Rabu, 26 Februari 2014

Ahlul Halli Wal Aqdi-Tak hanya pada masa kini, lembaga perwakilan juga sudah dikenal pada masa-masa awal sejarah Islam. Hal itu setidaknya tergambar dari keberadaan sebuah lembaga yang disebut Ahlul Halli wal Aqdi.

Lembaga ini diartikan sebagai orang-orang yang berwenang mengambil suatu kebijakan dalam suatu pemerintahan yang didasarkan pada prinsip musyawarah. “Dalam pengertian bahasa, berarti orang yang melepas dan mengikat,’’ demikian diungkapkan dalam Ensiklopedi Islam, terbitan PT Ichtiar Baru Van Hoeve.

Sedangkan, Muhammad Abdul Qadir Abu Faris dalam Fikih Politik—mengutip Imam Hasan Al-Banna—menyebutkan, terminologi Ahlul Halli wal Aqdi sering digunakan dalam buku-buku fikih politik dan fikih umum. Ia dapat didefinisikan sebagai pihak-pihak yang bertindak sebagai penasihat dan konsultan dalam beragam urusan menyangkut kepentingan rakyat banyak.

Nasihat-nasihat itu diputuskan secara mufakat ataupun didasarkan pada pandangan mayoritas. Para Ahlul Halli wal Aqdi tidak dikenal karena nama, tapi karena kriteria-kriteria mereka.

Setelah mendalami banyak referensi fikih, Imam Hasan Al-Banna berpendapat bahwa secara lahiriah, implikasi dari istilah Ahlul Halli wal Aqdi tertuju pada tiga pihak. Pertama, istilah itu merujuk pada para pakar fikih yang berijtihad, yakni mereka yang pendapatnya dijadikan sandaran dalam berbagai masalah perfatwaan dan penetapan hukum fikih.

Kedua, para tenaga ahli dan spesialis dalam urusan-urusan publik. Dan ketiga, orang-orang yang memiliki semacam kepemimpinan di tengah umat, misalnya, para ketua RT dan RW, tokoh masyarakat, atau pimpinan LSM dan organisasi.

### [Data yang Diberikan]
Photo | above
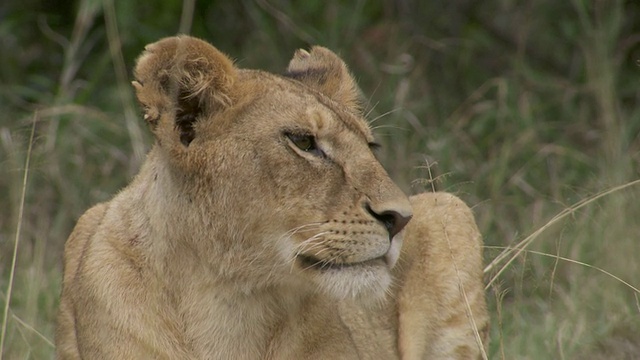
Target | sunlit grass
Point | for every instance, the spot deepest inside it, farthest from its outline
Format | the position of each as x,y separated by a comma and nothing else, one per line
537,130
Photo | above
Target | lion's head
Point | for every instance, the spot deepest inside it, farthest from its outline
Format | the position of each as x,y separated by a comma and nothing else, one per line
268,180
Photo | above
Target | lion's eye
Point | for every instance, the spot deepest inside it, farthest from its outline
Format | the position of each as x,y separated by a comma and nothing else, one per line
305,142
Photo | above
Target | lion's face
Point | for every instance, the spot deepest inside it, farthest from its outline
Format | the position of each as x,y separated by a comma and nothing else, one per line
278,174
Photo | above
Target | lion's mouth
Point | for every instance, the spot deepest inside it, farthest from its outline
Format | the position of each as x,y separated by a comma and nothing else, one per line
311,262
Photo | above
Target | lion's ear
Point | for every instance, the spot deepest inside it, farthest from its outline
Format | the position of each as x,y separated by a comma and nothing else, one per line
324,71
178,79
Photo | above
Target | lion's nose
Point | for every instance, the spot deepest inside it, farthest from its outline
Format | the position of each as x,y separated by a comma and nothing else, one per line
393,220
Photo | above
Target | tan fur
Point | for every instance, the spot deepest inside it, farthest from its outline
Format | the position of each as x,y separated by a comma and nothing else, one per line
261,227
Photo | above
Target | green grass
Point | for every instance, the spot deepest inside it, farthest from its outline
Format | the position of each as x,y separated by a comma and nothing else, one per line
527,111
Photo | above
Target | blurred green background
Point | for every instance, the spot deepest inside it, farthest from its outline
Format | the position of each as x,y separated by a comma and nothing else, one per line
528,110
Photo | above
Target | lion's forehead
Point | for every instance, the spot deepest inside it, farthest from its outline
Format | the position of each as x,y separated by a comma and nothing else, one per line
307,107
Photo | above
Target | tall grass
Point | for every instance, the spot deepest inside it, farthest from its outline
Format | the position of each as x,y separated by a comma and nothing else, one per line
527,111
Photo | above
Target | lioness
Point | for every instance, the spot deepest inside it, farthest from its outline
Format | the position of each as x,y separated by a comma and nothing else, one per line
261,226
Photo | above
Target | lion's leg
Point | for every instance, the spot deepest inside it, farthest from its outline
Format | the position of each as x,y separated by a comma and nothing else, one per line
441,300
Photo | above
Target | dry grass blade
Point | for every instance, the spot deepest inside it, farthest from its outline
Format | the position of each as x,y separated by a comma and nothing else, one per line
513,252
635,289
5,317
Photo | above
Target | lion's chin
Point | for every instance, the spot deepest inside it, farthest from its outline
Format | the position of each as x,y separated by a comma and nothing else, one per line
365,282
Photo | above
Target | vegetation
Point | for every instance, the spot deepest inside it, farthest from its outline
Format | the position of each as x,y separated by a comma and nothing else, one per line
528,110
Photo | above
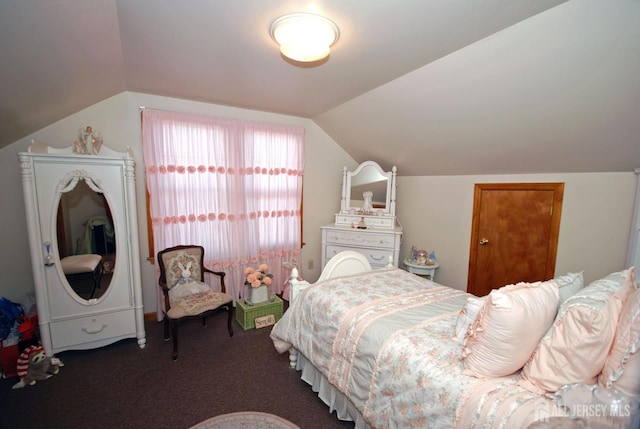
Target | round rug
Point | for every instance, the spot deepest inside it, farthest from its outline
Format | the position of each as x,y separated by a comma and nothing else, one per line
246,420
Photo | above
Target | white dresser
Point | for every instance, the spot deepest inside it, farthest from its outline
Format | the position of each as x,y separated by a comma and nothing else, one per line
367,220
377,245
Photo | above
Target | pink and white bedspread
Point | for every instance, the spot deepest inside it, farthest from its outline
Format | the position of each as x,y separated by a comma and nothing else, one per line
385,339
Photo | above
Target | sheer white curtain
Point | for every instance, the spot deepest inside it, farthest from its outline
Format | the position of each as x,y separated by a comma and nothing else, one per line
231,186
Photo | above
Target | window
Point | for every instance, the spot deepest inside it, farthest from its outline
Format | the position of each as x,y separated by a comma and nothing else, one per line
232,186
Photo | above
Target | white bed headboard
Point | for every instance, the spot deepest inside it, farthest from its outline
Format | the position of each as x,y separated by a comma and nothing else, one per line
345,263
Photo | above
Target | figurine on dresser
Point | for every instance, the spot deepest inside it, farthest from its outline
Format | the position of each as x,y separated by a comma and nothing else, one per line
367,224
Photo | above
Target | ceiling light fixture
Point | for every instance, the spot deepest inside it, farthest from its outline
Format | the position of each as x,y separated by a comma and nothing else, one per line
304,37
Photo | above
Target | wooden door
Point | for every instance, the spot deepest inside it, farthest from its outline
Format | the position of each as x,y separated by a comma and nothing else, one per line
514,234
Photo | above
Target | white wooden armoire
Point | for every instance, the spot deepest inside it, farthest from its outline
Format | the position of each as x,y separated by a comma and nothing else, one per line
367,221
66,319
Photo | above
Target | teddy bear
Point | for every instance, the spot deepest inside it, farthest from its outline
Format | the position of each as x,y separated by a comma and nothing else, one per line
34,365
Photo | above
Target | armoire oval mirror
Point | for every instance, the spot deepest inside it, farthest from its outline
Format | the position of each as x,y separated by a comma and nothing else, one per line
85,240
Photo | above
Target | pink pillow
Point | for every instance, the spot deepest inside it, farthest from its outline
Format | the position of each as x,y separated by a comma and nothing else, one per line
622,367
508,328
576,347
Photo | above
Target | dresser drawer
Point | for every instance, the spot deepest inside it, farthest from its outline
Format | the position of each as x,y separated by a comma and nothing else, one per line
360,238
94,328
378,258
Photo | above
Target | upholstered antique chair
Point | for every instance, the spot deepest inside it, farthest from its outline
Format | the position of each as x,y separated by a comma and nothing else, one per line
186,296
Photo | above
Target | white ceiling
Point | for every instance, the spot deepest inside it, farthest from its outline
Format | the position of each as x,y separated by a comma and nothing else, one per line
432,86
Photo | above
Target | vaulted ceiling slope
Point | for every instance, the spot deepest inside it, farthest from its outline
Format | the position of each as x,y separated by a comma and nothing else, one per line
432,86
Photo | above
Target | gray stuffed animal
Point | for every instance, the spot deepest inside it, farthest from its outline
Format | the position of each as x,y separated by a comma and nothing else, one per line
34,365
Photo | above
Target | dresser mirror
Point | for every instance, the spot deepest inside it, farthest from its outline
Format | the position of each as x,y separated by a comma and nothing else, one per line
368,190
84,226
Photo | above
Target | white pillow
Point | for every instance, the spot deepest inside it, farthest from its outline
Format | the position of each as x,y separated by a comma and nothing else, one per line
508,328
569,285
575,348
622,367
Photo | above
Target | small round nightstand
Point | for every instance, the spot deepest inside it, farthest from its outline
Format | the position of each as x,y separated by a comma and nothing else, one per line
428,271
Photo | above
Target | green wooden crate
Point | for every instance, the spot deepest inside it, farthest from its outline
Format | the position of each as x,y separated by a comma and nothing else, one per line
246,314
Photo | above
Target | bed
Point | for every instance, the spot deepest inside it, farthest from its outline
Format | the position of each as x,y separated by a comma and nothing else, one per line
383,348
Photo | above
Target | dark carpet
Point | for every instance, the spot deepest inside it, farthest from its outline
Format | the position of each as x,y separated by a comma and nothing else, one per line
123,386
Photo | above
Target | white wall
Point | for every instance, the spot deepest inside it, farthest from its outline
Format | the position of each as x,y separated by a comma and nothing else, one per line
594,228
434,210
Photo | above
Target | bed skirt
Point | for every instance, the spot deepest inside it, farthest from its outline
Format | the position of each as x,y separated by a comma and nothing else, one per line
332,397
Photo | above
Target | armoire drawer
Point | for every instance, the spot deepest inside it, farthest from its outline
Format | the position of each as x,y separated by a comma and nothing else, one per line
360,238
378,258
95,328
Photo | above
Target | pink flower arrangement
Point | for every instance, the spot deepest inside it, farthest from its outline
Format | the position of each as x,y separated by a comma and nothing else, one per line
259,277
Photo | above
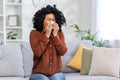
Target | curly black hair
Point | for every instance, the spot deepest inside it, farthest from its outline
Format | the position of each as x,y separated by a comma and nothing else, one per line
40,16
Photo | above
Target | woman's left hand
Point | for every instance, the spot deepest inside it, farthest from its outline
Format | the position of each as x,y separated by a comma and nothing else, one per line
55,29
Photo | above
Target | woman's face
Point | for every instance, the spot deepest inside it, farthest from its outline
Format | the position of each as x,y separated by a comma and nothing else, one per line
49,18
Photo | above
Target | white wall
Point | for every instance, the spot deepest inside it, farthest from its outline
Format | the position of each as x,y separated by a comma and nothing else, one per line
78,12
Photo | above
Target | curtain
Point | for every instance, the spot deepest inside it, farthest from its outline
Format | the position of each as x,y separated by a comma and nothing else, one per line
108,21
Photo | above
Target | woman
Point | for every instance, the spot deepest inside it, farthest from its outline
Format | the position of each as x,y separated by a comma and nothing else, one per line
48,44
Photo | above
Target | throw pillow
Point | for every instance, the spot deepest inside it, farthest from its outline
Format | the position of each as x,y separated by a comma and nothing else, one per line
11,61
86,61
105,61
72,47
76,61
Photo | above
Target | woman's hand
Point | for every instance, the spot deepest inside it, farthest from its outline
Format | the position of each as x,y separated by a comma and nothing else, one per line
48,30
55,29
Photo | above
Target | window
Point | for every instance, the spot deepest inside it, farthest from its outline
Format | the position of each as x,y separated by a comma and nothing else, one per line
108,19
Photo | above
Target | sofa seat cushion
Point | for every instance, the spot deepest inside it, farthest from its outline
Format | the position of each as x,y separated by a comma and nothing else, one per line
77,76
13,78
11,61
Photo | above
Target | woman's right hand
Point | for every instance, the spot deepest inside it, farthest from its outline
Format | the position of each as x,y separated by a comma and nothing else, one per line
48,30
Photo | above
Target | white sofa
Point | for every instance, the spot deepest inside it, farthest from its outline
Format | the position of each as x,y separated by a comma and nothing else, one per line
16,62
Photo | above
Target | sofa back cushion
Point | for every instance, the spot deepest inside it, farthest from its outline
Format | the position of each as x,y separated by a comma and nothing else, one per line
11,61
72,47
27,58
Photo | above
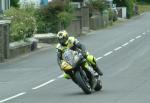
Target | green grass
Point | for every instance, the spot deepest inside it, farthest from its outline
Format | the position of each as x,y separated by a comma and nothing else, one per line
143,7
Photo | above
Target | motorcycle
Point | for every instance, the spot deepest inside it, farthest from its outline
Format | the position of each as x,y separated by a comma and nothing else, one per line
87,79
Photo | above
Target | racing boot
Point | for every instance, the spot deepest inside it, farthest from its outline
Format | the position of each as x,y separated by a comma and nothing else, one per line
66,76
92,60
97,70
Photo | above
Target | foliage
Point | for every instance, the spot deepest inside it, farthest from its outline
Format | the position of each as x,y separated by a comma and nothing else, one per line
128,3
65,18
14,3
97,5
23,23
144,1
53,15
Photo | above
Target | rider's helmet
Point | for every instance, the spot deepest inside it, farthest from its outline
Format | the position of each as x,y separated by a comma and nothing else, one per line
62,37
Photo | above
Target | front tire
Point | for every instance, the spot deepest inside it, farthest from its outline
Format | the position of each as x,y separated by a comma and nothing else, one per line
83,83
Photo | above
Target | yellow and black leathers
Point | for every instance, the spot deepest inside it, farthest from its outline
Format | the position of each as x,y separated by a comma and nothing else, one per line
74,44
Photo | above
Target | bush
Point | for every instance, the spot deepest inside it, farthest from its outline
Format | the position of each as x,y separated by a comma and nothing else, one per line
51,16
97,5
127,3
65,18
23,23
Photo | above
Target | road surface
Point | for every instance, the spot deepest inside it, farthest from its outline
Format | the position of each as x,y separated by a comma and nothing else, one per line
122,51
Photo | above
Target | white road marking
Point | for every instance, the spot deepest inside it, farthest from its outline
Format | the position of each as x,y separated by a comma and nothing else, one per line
125,44
138,37
118,48
46,83
132,40
10,98
99,58
108,53
60,76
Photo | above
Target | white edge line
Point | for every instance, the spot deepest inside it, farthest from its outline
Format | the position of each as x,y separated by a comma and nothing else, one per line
99,58
46,83
132,40
125,44
15,96
60,76
138,36
108,53
118,48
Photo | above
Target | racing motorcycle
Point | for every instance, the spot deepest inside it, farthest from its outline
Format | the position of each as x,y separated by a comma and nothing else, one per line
87,79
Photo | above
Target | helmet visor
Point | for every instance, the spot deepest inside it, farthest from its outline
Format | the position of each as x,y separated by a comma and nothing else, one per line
62,40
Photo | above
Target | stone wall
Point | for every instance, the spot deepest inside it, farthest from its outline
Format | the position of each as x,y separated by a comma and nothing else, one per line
75,27
4,39
1,43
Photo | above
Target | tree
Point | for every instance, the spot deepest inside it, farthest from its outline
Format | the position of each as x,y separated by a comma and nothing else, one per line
14,3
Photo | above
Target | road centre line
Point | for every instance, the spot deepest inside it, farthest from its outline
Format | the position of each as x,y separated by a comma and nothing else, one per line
99,58
125,44
118,48
138,37
132,40
108,53
52,80
144,33
10,98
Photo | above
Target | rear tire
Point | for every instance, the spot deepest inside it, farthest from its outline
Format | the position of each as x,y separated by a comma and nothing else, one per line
98,86
82,83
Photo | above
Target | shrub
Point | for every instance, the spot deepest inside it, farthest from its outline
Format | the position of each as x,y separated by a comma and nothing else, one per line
97,5
65,18
23,23
57,12
127,3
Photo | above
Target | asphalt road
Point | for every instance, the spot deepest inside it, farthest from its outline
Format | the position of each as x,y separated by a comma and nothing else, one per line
122,51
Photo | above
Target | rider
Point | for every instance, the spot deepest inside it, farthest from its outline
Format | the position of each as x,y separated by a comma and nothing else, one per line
71,42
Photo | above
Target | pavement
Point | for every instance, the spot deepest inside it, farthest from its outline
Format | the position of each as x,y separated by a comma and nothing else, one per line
122,52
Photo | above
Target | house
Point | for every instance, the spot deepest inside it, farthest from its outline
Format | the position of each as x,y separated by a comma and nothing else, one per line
37,3
4,4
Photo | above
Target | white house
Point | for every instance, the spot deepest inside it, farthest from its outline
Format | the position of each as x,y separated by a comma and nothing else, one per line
4,4
37,3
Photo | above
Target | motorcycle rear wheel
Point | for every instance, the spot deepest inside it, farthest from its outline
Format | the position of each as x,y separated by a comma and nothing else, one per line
85,86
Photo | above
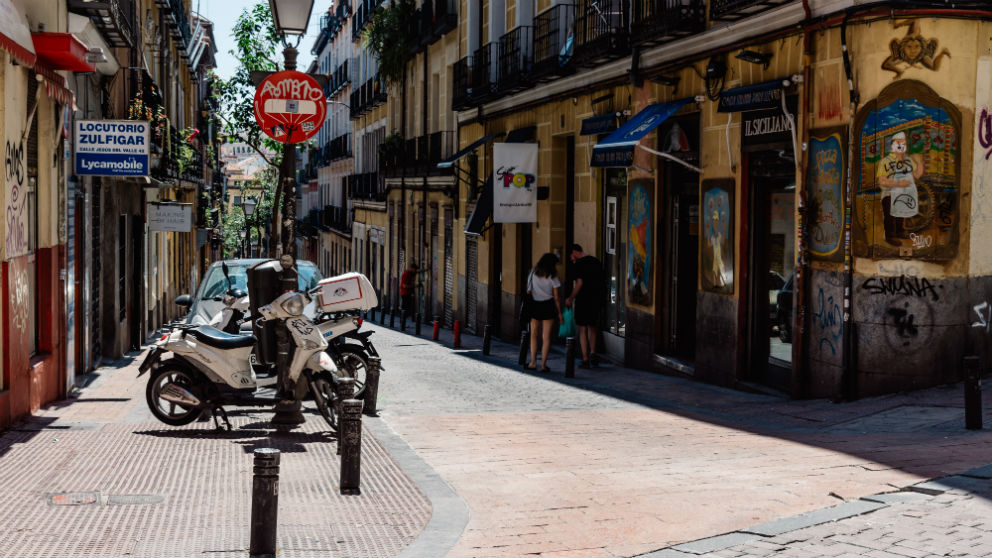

### [Tugas untuk Diselesaikan]
- 1) Terjemahkan kalimat dari teks tentang Ahlul Halli wal Aqdi ini ke dalam bahasa Inggris: "Para Ahlul Halli wal Aqdi tidak dikenal karena nama, tapi karena kriteria-kriteria mereka."
- 2) Lanjutkan teks tentang Ahlul Halli wal Aqdi mulai dari kalimat terakhirnya.
Materi tersebut diambil dari sumber yang berbeda dengan kutipan dokumen.

### [Hasil Pengerjaan]
- 1) The Ahlul Halli wal Aqdi are not known by their names, but by their criteria.

- 2)
Hasan Al-Banna menganggap orang-orang tersebut bisa dipilih melalui sistem pemilu yang matang dengan kriteria-kriteria yang sangat ketat. Bagi yang memenuhi syarat berhak untuk dicalonkan, sementara yang tidak memenuhi syarat tidak berhak dicalonkan dan dipilih. Menurut Ahmad Zain An-Najah dalam laman www.ahmadzain.com, Ahlul Halli wal Aqdi merupakan istilah baru karena tidak terdapat dalam Alquran dan sunah.
Para ulamalah yang mengangkat istilah ini. Meski demikian, menurutnya, hal itu tidak berarti istilah tersebut bid’ah meski belum pernah digunakan pada zaman Rasulullah SAW maupun sahabatnya.

Ia dapat digolongkan dalam mashalihul mursalah (kemaslahatan umum) yang diizinkan syariat Islam, sebagaimana istilah ushul fikih, ilmu nahwu, ataupun musthalahul hadits.

Istilah Ahlul Halli wal Aqdi ini banyak kita temui pada buku-buku siyasah syar’iyyah, seperti Ahkam Sulthaniyah karya Imam Al-Mawardi dan Abu Ya’la al-Farra’. Ahkam Sulthaniyah berarti hukum tata negara, yakni tatanan yang mengatur sistem penyelenggaraan pemerintahan, kebijakan politik, ekonomi serta sosial, dan semua aspek hubungan antara kepentingan warga negara (rakyat) dan kepentingan kenegaraan.

Secara bahasa, istilah Ahlul Halli wal Aqdi terdiri atas tiga kata utama, yakni ahlu, halli, dan aqdi. Kata pertama berarti orang yang berhak atau memiliki. Kata kedua, halli berarti pelepasan, penyesuaian, pemecahan, sedangkan aqdi berarti pengikatan atau pembentukan.

Dari pengertian secara bahasa tersebut, An-Najah menyimpulkan pengertian Ahlul Halli wal Aqdi secara istilah sebagai orang-orang yang berhak membentuk suatu sistem dalam sebuah negara dan membubarkannya kembali jika dipandang perlu.

Sedangkan, Yusuf Al-Qardhawi dalam Fatwa-Fatwa Kontemporer Jilid III mengartikan Ahlul Halli wal Aqdi sebagai para penyelesai masalah dan kesepakatan. Jimly Ashshiddiqie dalam sebuah makalah berjudul Islam dan Tradisi Negara Konstitusional (2010) menyebutkan, praktik Ahlul Halli wal Aqdi telah dicontohkan para sahabat Nabi dalam pemilihan Umar bin Khathab sebagai khalifah sepeninggal Abu Bakar Ash-Shiddiq.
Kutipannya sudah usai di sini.